Kutipan Pilihan ▸
VIDDING – FREE EXPRESSION OR COPYRIGHT PIRACY?
I.
PENDAHULUAN
Argumen untuk pembenaran, baik secara legal maupun etika tentang vidding
meningkat seiring dengan meningkatnya praktik vidding di antara anak-anak muda maupun dewasa. Vidding adalah praktik membuat video
baru, kadang-kadang disebut songvids
atau fanvids di mana mengambil klip
yang telah ada, biasanya dari acara TV yang populer, seri anime, atau video musik, dan menggabungkannya dengan sebuah
musik. Bentuk-bentuk baru dari dunia entertainment atau kebebasan berekspresi
ini dapat dibuat ke dalam format-format yang berbeda dan dapat diakses pada
komputer dan internet. Sementara hal ini berkembang dengan cepat, vidding menghadapi pertanyaan-pertanyaan
secara hukum dan etika yang serius
terkait dengan perlindungan hak cipta (copyright)
dan kebebasan berekpresi.
Songvid yang pertama berasal dari Kandy Fong, yang menunjukkan sebuah slide show tentang pemeran Dr. Spock
dalam Star Trek sering menekankan
sisi setengah manusianya, dengan menyanyikan lagu Joni Mitchell pada Star Trek fan meeting di tahun 1975.
Terlebih sekarang, vids sering
mengumpulkan lusinan klip (potongan)-dari berbagai episode acara TV atau film lalu diset ke dalam music. Salah satu contoh
adalah band Good Charlotte yang
mengedit adegan kejahatan dari serial TV CSI:
New York dengan lagu bernuansa sedih karya ciptaan mereka sendiri,
mengatakan mereka ingin menunjukkan sisi bahaya yang dihadapi oleh para polisi
dalam tayangan tersebut.

Data yang Diberikan ▸

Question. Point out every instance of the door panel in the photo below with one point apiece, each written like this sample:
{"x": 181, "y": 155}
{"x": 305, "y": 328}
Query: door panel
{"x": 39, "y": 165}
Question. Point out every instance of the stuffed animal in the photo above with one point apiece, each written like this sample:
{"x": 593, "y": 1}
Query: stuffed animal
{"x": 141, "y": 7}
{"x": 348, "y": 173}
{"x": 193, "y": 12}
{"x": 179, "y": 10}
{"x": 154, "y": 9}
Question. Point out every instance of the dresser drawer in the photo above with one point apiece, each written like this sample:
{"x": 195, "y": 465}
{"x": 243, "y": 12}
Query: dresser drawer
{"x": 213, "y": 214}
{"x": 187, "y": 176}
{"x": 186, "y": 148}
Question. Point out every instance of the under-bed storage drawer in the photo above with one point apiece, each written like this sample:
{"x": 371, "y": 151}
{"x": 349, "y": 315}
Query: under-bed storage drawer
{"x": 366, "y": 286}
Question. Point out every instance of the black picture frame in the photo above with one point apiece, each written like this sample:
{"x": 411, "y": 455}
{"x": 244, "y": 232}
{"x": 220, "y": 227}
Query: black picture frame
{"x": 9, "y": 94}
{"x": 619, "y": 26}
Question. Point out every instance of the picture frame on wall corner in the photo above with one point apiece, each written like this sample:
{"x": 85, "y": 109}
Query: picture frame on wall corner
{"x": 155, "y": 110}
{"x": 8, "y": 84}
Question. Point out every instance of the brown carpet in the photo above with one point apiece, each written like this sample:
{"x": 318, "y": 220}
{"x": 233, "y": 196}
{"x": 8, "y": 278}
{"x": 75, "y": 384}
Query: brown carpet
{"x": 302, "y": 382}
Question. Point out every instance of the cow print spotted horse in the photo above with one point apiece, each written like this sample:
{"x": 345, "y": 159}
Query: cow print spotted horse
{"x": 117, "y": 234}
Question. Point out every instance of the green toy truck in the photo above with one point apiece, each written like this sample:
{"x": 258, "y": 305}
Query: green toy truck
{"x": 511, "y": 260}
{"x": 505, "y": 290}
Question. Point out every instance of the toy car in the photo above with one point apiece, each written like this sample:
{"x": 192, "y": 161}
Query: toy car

Petunjuk Latihan ▸
**1.** Tulis ulang bagian teks tentang vidding dari "PENDAHULUAN" sampai "dan kebebasan berekpresi.".
**2.** Teruskan teks tentang vidding, mulai setelah kalimat terakhir yang ada.

Jawaban Latihan ▸
**1.**
PENDAHULUAN
Argumen untuk pembenaran, baik secara legal maupun etika tentang vidding
meningkat seiring dengan meningkatnya praktik vidding di antara anak-anak muda maupun dewasa. Vidding adalah praktik membuat video
baru, kadang-kadang disebut songvids
atau fanvids di mana mengambil klip
yang telah ada, biasanya dari acara TV yang populer, seri anime, atau video musik, dan menggabungkannya dengan sebuah
musik. Bentuk-bentuk baru dari dunia entertainment atau kebebasan berekspresi
ini dapat dibuat ke dalam format-format yang berbeda dan dapat diakses pada
komputer dan internet. Sementara hal ini berkembang dengan cepat, vidding menghadapi pertanyaan-pertanyaan
secara hukum dan etika yang serius
terkait dengan perlindungan hak cipta (copyright)
dan kebebasan berekpresi.

**2.**
Beberapa orang berpendapat bahwa vidding hanyalah sebuah bentuk kebebasan berekspresi. Menurut vidder Francesca Coppa, seorang Profesor
di Muhlenberg College dan pengarang
artikel ilmiah tentang vids mengatakan
bahwa ini adalah tempat bagi kami untuk bersuara/berbicara (Internet). Dia
meyakini bahwa You Tube sebagai tempat umum untuk mengungkapkan opini dan
berkomunikasi. Vidder lain, Rebecca
Tushnet, seorang Profesor hukum di Universitas Georgetown juga setuju bahwa vidders seharusnya tidak diperlakukan
sebagai pembajak. Mereka adalah orang-orang yang merespon terhadap budaya
dengan cara yang tidak komersial. Namun, hal ini menimbulkan
pertanyaan-pertanyaan yang berkaitan dengan hukum yang terkait dengan intellectual property. Seperti, mengunduh
/download musik tanpa membayar royalti
ke pihak pencipta lagu dan pemegang hak cipta. Akan tetapi, Henry Jenkins,
seorang akademisi terkemuka dan pengarang di budaya populer (budaya pop)
memiliki pendapat yang berbeda, bahwa walaupun vidders memakai copyrighted
material, akan sulit bagi artis untuk mengenali karya asli ciptaan mereka. Vidders bukan hanya mengartikan kembali
arti dari apa yang dimaksud oleh produser aslinya, tetapi juga memberikan
jawaban dari what-if serta menampilkan berbagai gambaran realita yang lain.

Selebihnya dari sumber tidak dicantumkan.